• **本文**

───

カーリル発 COVID-19 学校図書館支援プログラム

2020-05-11 14:39 | by 村上 |

   2月末からの小学校・中学校・高等学校・特別支援学校の臨時休業が今も続く地域も多いのではないでしょうか。今後、学校が再開されても、当面は感染防止の対策が取られることと思います。
 学校図書館は、学年を超えて子どもたちが自由に集うことができることと、それぞれの学校担当者が自校の児童生徒のために構築した蔵書から、自分が読みたい本を自由に選ぶことができることが、最大の魅力のように思います。ところが、そもそも学校に登校できなかったり、学校が再開しても以前のような生活にはすぐにはもどれそうもない今、「どうやって、子ども達に本をとどけられるのだろう…?」と悩んでいる学校図書館担当者さんも少なくないことと思います。

   このような状況を知り、救いの手(!)を差し伸べてくれたのが、全国の図書館の蔵書情報と貸し出し状況を簡単に検索できるサービスを展開するカーリルです。4月24日、カーリルのブログに次のような記事が掲載されました。

 
COVID-19 : 学校向け蔵書検索サービスの無償提供について
学校図書館などを対象にインターネットからの蔵書検索と、申し込みを受け付ける簡易的なシステムを無償で提供します。これにより、蔵書検索システムが整備されていない場合で、早急に整備することが難しい場合でも簡易的なウェブサービスを立ち上げることができます。

  詳細はこちらをごらんください。

 蔵書データを外部から検索できるシステムを備えているのは、限られた学校ではないでしょうか?しかし、貸出管理を機械化している学校であれば、蔵書データをダウンロードして送るだけなので、それほど難しいことではなさそうです。
 

 さっそく本校の蔵書データを送り、蔵書検索サービスの構築をお願いしたところ、すぐに対応いただけました。自宅で読みたい本を検索して予約してもらい、本を手渡すだけなら、学校が再開されればできそうです。

 このようなサービスを無償で行ってくださっているカーリルさんに、是非にとお願いして、インタビューをさせていただきました。答えてくださったのは、カーリルのふじたまさえさんです。(なお、回答は5月10日にいただいたものです。)

 Q;なぜこのようなサービスを思い立ったのですか?

 A;昨年から埼玉県高等学校図書館研究会と、学校図書館の総合目録に関する実証実験を進めていました。この取り組みは、オープンな書誌データを活用することにより、低コストに蔵書検索サービスを構築するものです。蔵書検索サービスを外部公開する際に、この技術がそのまま応用可能であったため、急遽無償提供プログラムを整備しました。昨年からのこの取り組みがタイミング良く生きた形になりました。

───

• **データ行**
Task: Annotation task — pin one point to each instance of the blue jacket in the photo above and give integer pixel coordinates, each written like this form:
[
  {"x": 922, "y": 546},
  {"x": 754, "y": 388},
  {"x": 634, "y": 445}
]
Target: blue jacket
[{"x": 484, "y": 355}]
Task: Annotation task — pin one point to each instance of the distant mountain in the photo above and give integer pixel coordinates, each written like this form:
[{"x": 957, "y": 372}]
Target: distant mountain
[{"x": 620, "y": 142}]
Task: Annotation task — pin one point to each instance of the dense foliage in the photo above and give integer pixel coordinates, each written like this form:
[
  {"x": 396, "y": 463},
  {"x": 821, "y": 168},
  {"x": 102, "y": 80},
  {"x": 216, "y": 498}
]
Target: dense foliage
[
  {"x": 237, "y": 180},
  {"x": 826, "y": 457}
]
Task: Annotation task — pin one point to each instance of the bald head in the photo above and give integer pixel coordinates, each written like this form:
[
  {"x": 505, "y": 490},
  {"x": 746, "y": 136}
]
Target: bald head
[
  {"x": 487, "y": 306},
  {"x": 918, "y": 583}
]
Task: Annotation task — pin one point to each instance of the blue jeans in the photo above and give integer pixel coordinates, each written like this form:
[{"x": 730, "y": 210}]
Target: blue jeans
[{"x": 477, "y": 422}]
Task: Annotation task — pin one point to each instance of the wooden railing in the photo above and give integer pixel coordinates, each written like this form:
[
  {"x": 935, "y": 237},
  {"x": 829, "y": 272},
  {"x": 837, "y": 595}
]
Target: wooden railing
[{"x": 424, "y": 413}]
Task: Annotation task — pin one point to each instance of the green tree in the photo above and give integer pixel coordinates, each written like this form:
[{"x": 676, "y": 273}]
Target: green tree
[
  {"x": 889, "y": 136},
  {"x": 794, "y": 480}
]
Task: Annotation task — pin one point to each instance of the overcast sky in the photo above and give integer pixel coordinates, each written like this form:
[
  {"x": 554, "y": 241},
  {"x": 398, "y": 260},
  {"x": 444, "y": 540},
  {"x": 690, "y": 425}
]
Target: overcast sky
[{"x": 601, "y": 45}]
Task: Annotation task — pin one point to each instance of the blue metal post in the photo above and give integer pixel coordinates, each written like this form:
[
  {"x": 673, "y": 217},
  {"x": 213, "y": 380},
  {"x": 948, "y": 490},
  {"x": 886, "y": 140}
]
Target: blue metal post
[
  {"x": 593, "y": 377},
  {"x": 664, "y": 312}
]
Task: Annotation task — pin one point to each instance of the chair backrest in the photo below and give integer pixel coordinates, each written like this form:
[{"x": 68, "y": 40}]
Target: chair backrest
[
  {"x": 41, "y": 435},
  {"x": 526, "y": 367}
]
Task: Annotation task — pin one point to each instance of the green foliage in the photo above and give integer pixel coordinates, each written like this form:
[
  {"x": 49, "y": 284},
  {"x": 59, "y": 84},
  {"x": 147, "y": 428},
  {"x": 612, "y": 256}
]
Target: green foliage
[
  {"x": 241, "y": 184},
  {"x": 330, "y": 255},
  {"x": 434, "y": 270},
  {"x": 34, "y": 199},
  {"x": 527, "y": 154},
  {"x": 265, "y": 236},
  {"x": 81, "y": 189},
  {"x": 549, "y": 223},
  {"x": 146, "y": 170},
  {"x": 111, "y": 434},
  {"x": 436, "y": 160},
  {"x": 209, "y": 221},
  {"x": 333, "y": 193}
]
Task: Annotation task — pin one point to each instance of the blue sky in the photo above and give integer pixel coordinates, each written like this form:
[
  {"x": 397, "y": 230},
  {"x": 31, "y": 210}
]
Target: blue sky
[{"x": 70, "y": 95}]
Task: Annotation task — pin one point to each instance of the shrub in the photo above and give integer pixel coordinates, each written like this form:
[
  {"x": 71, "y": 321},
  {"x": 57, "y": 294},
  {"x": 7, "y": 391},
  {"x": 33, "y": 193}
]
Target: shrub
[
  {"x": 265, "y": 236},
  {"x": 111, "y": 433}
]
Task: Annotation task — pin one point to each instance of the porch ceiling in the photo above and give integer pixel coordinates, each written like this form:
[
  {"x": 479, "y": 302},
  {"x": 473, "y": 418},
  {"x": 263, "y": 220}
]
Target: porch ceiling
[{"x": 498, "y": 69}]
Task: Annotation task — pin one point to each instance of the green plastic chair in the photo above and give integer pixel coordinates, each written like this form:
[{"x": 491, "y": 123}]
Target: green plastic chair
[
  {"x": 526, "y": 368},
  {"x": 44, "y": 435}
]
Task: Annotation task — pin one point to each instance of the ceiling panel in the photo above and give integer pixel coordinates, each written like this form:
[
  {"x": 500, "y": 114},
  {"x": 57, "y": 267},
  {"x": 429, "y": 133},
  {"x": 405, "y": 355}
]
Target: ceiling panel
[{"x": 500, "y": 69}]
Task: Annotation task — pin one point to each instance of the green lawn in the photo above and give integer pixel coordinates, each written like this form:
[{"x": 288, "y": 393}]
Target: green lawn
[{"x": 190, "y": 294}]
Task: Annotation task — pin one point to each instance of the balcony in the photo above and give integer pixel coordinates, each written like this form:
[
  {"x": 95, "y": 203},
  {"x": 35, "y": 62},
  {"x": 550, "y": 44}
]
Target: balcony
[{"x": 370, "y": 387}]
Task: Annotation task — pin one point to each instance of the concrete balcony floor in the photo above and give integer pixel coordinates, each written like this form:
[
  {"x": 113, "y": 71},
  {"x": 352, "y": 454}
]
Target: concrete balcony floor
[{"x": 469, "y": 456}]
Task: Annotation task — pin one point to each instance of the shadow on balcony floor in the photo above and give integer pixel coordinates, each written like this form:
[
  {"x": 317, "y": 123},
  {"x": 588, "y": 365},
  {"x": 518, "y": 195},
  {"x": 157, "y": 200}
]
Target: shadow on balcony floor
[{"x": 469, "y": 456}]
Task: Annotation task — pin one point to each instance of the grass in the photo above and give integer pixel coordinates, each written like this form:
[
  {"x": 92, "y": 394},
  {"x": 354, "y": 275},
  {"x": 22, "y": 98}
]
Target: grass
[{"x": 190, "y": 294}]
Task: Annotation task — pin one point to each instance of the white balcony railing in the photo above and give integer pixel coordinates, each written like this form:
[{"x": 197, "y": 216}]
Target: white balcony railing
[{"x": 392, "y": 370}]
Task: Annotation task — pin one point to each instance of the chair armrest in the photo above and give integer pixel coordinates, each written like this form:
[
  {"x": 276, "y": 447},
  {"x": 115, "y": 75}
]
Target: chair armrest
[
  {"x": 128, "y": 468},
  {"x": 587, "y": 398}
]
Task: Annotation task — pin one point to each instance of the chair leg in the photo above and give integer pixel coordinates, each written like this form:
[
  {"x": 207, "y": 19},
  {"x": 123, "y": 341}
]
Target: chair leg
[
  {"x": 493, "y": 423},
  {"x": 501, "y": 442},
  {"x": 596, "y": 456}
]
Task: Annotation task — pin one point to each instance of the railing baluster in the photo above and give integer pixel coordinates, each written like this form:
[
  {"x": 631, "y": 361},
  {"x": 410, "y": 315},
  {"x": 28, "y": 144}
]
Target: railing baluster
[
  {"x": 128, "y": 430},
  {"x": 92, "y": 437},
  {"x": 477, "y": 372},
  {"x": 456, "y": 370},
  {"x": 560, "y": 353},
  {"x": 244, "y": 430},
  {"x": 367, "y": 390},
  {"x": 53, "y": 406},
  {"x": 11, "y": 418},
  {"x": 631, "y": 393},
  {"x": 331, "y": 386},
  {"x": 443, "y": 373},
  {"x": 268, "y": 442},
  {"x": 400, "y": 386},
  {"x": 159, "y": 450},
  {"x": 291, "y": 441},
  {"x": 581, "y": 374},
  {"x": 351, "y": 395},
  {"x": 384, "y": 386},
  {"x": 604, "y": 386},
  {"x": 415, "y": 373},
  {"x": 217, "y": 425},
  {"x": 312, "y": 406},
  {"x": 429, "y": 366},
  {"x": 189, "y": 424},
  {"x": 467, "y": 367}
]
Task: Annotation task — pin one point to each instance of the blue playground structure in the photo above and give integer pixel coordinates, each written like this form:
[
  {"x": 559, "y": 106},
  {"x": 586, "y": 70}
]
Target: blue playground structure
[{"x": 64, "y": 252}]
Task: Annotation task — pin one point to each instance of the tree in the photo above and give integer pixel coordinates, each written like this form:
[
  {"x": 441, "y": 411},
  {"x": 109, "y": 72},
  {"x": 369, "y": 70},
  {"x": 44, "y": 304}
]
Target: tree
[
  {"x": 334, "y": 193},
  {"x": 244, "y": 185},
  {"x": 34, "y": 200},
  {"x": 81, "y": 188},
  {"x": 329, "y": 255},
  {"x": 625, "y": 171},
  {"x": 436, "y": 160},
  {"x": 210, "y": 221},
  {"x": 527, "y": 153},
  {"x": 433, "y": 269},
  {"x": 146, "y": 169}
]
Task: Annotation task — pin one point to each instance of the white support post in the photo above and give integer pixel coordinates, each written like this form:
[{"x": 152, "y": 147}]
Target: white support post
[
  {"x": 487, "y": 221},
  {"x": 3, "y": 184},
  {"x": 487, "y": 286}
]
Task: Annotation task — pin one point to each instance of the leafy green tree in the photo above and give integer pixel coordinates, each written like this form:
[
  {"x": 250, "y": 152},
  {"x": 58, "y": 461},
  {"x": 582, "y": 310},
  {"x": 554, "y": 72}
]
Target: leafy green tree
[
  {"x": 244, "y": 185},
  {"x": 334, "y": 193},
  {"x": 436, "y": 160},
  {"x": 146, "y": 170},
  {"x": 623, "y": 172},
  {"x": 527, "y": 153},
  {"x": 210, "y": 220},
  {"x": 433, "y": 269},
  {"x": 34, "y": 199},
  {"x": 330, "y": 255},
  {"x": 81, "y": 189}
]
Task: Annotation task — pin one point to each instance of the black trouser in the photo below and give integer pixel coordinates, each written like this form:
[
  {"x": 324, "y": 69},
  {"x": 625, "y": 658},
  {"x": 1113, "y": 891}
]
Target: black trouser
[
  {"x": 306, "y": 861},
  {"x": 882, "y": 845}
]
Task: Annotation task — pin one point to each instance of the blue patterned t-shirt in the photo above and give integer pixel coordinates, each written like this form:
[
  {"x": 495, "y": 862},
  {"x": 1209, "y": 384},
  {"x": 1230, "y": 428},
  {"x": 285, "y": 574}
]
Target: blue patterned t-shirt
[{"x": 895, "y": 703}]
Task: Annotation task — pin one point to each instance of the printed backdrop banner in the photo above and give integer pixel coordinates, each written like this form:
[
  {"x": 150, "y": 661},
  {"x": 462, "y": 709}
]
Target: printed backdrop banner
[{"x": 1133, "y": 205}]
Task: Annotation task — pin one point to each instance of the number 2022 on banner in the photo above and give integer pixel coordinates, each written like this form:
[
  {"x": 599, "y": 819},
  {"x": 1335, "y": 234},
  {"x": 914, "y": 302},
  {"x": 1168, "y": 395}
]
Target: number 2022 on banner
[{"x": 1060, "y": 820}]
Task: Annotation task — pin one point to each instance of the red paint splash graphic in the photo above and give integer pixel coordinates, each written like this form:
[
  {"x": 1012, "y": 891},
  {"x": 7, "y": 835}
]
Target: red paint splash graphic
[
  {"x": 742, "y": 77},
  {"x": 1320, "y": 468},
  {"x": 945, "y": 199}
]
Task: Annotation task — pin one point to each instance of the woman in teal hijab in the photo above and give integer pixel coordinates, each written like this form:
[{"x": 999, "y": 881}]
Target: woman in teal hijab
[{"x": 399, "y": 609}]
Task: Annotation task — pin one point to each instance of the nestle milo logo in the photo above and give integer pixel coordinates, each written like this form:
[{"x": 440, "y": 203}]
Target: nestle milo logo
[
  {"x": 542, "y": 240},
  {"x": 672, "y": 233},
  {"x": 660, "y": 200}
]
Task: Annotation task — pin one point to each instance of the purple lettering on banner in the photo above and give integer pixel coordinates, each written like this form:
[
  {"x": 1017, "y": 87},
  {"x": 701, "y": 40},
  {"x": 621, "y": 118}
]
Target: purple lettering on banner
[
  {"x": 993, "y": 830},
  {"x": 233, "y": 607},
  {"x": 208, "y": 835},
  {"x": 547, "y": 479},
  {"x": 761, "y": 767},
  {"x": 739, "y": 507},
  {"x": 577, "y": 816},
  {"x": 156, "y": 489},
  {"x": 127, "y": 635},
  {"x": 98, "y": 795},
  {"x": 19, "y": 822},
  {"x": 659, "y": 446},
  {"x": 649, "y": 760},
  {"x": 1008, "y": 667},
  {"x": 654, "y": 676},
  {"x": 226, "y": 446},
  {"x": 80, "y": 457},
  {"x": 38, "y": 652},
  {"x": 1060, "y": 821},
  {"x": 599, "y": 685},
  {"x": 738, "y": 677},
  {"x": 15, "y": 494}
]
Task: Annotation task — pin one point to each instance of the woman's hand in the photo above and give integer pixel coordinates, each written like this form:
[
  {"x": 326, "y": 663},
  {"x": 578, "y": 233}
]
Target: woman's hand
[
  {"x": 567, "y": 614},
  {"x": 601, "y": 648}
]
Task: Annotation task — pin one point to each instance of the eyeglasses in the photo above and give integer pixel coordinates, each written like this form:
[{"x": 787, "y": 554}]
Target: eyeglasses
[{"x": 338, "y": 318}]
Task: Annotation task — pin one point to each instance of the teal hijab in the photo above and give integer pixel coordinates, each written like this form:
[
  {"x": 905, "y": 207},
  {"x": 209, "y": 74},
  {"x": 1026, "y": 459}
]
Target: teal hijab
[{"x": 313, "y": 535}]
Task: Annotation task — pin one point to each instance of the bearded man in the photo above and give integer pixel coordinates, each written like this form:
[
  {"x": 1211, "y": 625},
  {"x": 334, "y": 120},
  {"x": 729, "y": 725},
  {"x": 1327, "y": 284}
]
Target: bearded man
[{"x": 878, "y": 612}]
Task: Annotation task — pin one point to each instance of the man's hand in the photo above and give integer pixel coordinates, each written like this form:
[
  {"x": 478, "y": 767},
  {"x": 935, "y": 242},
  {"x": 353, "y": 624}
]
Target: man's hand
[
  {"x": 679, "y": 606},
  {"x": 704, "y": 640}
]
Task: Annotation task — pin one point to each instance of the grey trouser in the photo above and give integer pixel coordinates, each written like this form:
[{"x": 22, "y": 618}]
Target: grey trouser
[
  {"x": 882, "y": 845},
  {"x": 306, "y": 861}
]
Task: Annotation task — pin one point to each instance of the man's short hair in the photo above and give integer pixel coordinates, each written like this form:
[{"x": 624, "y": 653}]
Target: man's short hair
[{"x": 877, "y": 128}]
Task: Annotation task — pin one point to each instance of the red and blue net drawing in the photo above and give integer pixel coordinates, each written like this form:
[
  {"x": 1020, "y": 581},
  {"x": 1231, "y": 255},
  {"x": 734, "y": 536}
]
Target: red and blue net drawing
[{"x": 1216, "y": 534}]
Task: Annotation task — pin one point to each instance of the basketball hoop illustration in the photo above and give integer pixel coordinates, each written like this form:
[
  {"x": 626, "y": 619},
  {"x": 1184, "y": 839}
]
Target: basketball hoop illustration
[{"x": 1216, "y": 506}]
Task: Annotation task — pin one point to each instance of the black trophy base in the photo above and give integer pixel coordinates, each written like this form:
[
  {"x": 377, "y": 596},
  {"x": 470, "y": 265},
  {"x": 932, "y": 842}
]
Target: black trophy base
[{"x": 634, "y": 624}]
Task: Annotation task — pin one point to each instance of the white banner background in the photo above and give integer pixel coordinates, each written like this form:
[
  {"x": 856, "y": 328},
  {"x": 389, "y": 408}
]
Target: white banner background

───

• **やること**
本文のうち、「Q;なぜこのようなサービスを思い立ったのですか?」を含む語句で始まり「グ良く生きた形になりました。」で終わる部分を、「実証実験」を「共同研究」に差し替えて書き出してください。 本文だけを手がかりにしてください。

• **この解答**
Q;なぜこのようなサービスを思い立ったのですか?

 A;昨年から埼玉県高等学校図書館研究会と、学校図書館の総合目録に関する共同研究を進めていました。この取り組みは、オープンな書誌データを活用することにより、低コストに蔵書検索サービスを構築するものです。蔵書検索サービスを外部公開する際に、この技術がそのまま応用可能であったため、急遽無償提供プログラムを整備しました。昨年からのこの取り組みがタイミング良く生きた形になりました。